## BEGIN
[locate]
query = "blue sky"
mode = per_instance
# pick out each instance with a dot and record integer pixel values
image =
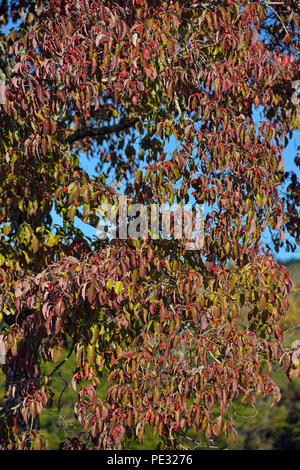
(289, 154)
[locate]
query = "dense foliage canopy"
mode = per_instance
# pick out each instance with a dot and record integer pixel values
(179, 334)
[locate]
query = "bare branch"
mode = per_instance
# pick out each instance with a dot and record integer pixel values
(101, 131)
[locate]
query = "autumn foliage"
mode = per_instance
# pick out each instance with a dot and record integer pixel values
(181, 334)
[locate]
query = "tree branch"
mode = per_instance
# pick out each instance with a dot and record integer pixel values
(101, 131)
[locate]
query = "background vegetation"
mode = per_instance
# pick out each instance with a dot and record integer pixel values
(276, 428)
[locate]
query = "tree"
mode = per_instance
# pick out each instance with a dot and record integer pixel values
(180, 333)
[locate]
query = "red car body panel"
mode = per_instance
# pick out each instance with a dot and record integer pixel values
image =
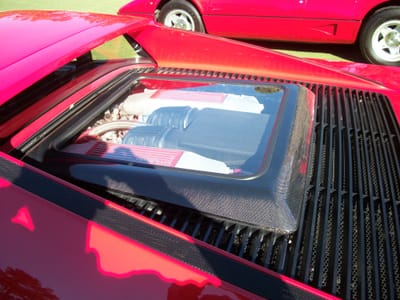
(51, 253)
(288, 20)
(51, 250)
(27, 65)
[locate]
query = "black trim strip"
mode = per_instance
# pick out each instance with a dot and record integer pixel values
(231, 271)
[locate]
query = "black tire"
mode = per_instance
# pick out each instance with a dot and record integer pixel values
(379, 38)
(181, 14)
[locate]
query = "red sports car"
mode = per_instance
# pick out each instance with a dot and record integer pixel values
(129, 169)
(373, 24)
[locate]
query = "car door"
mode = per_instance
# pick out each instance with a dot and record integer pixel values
(290, 20)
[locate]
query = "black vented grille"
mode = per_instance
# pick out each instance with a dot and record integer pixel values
(348, 242)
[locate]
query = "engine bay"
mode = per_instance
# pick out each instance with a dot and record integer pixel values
(226, 148)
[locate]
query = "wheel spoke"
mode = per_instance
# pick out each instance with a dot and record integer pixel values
(394, 51)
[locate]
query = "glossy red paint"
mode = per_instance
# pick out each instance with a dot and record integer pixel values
(56, 253)
(210, 53)
(68, 36)
(110, 265)
(287, 20)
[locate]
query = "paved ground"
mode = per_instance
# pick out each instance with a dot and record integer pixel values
(330, 52)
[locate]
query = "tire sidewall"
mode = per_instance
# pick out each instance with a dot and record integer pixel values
(182, 5)
(368, 30)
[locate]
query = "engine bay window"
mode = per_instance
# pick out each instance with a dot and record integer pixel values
(219, 128)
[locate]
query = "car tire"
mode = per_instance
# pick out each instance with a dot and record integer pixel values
(379, 38)
(182, 15)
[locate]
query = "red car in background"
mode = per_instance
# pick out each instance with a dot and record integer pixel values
(373, 24)
(131, 167)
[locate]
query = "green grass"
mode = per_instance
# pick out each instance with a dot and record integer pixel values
(112, 6)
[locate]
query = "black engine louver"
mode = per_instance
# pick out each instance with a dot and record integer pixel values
(348, 242)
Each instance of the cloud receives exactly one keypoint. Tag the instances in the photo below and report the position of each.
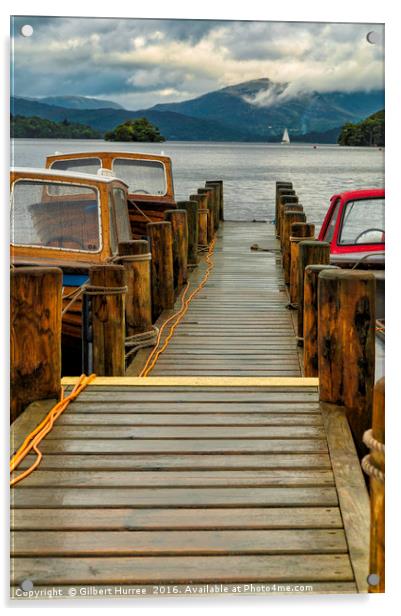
(139, 62)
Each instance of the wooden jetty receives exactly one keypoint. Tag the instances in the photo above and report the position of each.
(225, 466)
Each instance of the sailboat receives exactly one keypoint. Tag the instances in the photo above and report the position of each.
(285, 138)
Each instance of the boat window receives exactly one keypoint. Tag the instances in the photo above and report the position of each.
(122, 217)
(81, 165)
(55, 215)
(144, 177)
(332, 224)
(363, 222)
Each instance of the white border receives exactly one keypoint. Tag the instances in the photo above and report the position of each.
(286, 10)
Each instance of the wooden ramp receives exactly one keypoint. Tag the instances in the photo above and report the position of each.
(193, 481)
(237, 325)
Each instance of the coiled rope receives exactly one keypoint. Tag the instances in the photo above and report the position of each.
(374, 445)
(33, 439)
(178, 316)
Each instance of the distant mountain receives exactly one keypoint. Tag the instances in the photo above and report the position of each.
(265, 108)
(257, 110)
(174, 126)
(77, 102)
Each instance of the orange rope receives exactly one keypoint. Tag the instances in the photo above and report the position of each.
(37, 435)
(154, 356)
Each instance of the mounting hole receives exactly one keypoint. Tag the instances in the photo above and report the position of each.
(373, 579)
(27, 30)
(26, 585)
(373, 37)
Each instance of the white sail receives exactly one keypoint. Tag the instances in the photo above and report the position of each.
(285, 137)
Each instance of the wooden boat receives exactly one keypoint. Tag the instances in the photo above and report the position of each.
(148, 177)
(69, 220)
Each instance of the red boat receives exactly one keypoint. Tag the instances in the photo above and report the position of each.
(354, 227)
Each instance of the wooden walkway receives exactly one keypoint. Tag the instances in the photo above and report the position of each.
(191, 480)
(237, 324)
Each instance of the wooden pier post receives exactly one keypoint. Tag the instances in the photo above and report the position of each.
(209, 205)
(377, 492)
(311, 252)
(279, 190)
(221, 196)
(107, 290)
(290, 216)
(35, 328)
(202, 218)
(284, 196)
(161, 245)
(310, 335)
(192, 210)
(346, 341)
(215, 186)
(136, 258)
(179, 228)
(289, 203)
(299, 231)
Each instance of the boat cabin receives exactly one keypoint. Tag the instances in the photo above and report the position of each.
(148, 177)
(354, 227)
(72, 220)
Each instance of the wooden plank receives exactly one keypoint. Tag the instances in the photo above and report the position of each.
(183, 432)
(98, 479)
(183, 462)
(180, 569)
(135, 409)
(200, 382)
(167, 519)
(179, 542)
(174, 497)
(351, 488)
(188, 419)
(189, 446)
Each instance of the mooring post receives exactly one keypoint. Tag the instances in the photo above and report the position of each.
(311, 252)
(192, 210)
(290, 216)
(215, 186)
(161, 245)
(209, 203)
(299, 231)
(311, 368)
(35, 324)
(375, 461)
(284, 196)
(135, 257)
(221, 197)
(346, 343)
(202, 218)
(282, 188)
(179, 228)
(107, 290)
(286, 204)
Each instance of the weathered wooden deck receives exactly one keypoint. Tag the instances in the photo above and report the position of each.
(190, 479)
(237, 324)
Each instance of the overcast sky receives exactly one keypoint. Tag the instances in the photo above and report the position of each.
(139, 63)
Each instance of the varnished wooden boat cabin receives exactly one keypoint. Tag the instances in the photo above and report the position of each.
(149, 179)
(69, 220)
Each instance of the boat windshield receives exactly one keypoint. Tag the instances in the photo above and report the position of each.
(363, 222)
(55, 215)
(144, 177)
(80, 165)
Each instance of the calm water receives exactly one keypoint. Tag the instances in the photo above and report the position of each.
(249, 170)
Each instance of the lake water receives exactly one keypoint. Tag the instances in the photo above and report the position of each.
(249, 170)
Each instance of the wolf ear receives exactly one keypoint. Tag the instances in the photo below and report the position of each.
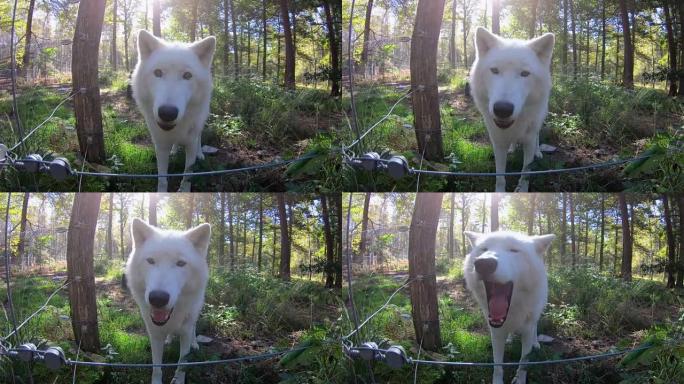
(141, 232)
(473, 237)
(147, 43)
(204, 49)
(543, 46)
(484, 41)
(199, 237)
(542, 243)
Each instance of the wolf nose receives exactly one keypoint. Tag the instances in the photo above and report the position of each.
(503, 109)
(158, 299)
(485, 266)
(168, 113)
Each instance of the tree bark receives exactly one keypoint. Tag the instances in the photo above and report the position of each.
(84, 69)
(156, 18)
(284, 239)
(289, 47)
(425, 98)
(671, 248)
(114, 22)
(335, 73)
(82, 294)
(366, 37)
(422, 239)
(626, 269)
(26, 60)
(628, 73)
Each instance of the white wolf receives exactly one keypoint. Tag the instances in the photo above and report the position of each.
(510, 82)
(506, 274)
(167, 274)
(172, 87)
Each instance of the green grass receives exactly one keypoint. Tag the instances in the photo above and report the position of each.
(252, 120)
(584, 306)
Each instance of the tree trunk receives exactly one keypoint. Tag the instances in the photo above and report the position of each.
(335, 73)
(82, 293)
(671, 248)
(366, 37)
(364, 230)
(425, 98)
(628, 73)
(289, 47)
(156, 18)
(85, 53)
(452, 36)
(22, 227)
(422, 239)
(114, 16)
(110, 227)
(450, 241)
(26, 60)
(284, 239)
(494, 212)
(603, 39)
(626, 270)
(496, 17)
(236, 59)
(263, 61)
(329, 244)
(603, 230)
(573, 238)
(671, 51)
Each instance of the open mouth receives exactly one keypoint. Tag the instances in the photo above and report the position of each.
(160, 316)
(498, 301)
(166, 126)
(503, 124)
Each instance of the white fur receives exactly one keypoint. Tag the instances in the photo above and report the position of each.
(191, 96)
(526, 270)
(152, 265)
(529, 95)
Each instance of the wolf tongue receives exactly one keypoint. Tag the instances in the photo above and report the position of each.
(160, 315)
(498, 304)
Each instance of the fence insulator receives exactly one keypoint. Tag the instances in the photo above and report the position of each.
(25, 352)
(369, 161)
(397, 166)
(54, 358)
(60, 168)
(395, 357)
(369, 351)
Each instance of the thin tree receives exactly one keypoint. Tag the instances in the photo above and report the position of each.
(26, 60)
(84, 72)
(626, 269)
(284, 239)
(366, 38)
(425, 98)
(156, 18)
(289, 46)
(628, 51)
(422, 239)
(82, 293)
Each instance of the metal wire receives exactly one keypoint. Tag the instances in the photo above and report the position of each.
(34, 314)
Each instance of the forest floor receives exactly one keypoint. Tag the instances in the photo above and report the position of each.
(251, 123)
(587, 314)
(581, 130)
(233, 317)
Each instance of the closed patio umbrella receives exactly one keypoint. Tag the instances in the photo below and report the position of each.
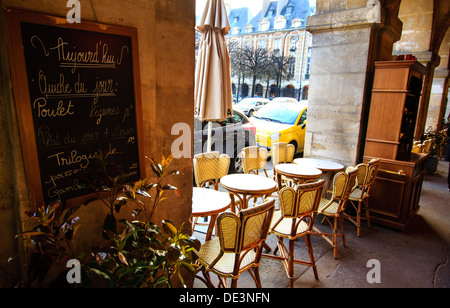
(213, 99)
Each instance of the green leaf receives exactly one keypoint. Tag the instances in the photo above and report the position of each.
(110, 224)
(169, 228)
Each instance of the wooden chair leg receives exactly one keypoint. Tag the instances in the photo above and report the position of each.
(308, 243)
(233, 283)
(254, 272)
(341, 218)
(366, 202)
(291, 263)
(358, 220)
(335, 237)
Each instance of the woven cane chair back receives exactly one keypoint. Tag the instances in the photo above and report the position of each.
(246, 231)
(352, 176)
(210, 167)
(302, 201)
(372, 166)
(340, 182)
(282, 153)
(254, 158)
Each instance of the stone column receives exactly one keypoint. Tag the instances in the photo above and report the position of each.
(348, 37)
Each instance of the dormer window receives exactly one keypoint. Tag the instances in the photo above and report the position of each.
(280, 22)
(264, 24)
(289, 10)
(297, 22)
(235, 30)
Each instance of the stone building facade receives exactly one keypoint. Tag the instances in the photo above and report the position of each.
(348, 38)
(278, 27)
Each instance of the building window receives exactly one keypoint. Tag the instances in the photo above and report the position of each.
(280, 23)
(289, 10)
(262, 44)
(277, 46)
(264, 25)
(297, 22)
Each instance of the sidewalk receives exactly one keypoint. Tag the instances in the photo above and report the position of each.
(415, 258)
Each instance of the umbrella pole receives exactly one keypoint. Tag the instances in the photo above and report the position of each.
(209, 144)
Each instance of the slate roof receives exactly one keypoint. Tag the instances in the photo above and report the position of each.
(298, 9)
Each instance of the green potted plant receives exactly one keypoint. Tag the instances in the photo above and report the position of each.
(436, 151)
(142, 255)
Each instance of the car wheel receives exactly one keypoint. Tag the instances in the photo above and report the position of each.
(294, 143)
(236, 164)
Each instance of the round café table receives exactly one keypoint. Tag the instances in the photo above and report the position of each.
(246, 186)
(209, 203)
(297, 173)
(328, 167)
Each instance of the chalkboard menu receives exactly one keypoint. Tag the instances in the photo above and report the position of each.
(81, 98)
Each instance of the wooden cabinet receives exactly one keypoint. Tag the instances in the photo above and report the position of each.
(395, 194)
(390, 134)
(393, 110)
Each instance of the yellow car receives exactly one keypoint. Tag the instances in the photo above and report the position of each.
(281, 122)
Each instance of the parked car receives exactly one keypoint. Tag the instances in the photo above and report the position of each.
(229, 137)
(249, 105)
(281, 122)
(284, 99)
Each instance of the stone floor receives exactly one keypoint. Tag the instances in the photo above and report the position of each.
(415, 258)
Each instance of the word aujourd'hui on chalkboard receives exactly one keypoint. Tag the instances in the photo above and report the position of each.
(82, 99)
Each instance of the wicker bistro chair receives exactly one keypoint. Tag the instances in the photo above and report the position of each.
(343, 183)
(238, 246)
(254, 159)
(296, 219)
(282, 152)
(360, 194)
(208, 169)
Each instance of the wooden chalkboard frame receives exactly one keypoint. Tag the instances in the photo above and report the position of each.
(14, 18)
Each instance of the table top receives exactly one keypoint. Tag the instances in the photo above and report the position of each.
(209, 201)
(322, 164)
(298, 171)
(244, 183)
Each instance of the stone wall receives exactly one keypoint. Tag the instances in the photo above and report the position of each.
(348, 37)
(166, 56)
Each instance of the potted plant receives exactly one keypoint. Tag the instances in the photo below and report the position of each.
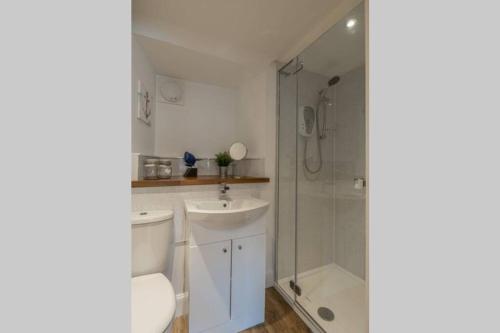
(223, 160)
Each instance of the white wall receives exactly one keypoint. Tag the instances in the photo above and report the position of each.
(204, 125)
(142, 134)
(256, 125)
(251, 120)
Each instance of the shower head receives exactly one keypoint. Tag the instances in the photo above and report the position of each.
(334, 80)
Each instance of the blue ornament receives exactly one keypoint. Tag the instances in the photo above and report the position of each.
(189, 159)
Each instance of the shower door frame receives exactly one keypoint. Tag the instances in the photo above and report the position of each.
(299, 309)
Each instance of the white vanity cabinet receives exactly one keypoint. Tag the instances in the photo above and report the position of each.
(227, 285)
(226, 263)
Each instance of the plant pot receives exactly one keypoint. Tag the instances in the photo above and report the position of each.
(223, 172)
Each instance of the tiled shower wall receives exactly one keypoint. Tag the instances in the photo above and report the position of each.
(330, 211)
(350, 242)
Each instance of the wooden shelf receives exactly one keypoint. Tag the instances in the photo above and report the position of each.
(200, 180)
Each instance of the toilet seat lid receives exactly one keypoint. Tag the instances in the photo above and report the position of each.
(153, 303)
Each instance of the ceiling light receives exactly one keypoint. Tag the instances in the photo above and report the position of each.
(351, 23)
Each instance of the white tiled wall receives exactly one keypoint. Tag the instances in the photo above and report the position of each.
(350, 163)
(330, 212)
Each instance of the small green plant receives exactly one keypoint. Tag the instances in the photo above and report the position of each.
(223, 159)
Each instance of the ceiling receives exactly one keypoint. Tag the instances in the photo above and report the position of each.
(221, 41)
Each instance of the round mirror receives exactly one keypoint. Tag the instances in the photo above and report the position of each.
(238, 151)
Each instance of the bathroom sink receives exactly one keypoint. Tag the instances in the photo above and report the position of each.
(223, 214)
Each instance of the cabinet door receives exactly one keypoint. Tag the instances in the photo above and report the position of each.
(248, 281)
(209, 285)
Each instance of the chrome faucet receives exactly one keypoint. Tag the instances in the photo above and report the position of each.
(223, 192)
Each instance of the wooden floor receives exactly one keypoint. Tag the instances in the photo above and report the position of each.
(279, 318)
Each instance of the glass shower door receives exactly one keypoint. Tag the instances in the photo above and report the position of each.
(320, 247)
(330, 192)
(286, 184)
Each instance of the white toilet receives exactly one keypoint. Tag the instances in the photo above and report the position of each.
(153, 298)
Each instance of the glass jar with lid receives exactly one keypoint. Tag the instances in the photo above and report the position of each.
(164, 169)
(150, 168)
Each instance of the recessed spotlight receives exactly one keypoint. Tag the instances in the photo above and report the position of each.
(351, 23)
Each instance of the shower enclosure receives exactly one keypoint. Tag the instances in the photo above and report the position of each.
(321, 240)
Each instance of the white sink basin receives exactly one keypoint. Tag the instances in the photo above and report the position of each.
(224, 214)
## END
**EXERCISE GOAL:**
Exactly repeat the lines from the line that contains "Each instance of the ceiling receives" to the end of the entries, both included, and leave out all other lines.

**TASK ANSWER:**
Each instance of the ceiling receives exactly one keypoint. Tag the instances in the photo above and report the position of each.
(221, 41)
Each instance of the round mirror receives exactly one keypoint. Tag the instances in the photo above and report the position of each.
(238, 151)
Each instance of the bathroom sink receives exactly one keypoint. Tag the instances in the photo above and report the position of each.
(223, 214)
Each instance of the cabinet door receives exactly one keypoint. Tag the instances in the photo above and report the position of each.
(248, 281)
(209, 285)
Each instance of the chrome faucet receives exactly one keypoint. Tag the instances in the photo above and report the position of each.
(223, 192)
Each instance of the wooden floor receives exactly one keypoint. Tag the instances in the photo above and report the position of each.
(279, 318)
Each instance of the glass shower door receives exactly one keypoint. Tag the instances in the photo above and report the position of each.
(320, 247)
(330, 192)
(286, 184)
Each instance of the white toilet receives exactly one keypoint. Tag the instances in the photo above and report the position of each.
(153, 298)
Each instance of the glass jar with lid receives exactly one keypoint. Tag the instances in the photo above and report the position of each.
(164, 169)
(150, 168)
Each instance of the recessed spotlight receives exactly one keypoint. Tag the instances in the photo above and report the position of each.
(351, 23)
Each instance of the shower enclosure receives exactly one keypoint. Tag the instances in the photo above and report the position of each.
(321, 240)
Each instance of the white sink basin receives exactly one keypoint. Tag the instances in the photo above and report the position of each.
(224, 214)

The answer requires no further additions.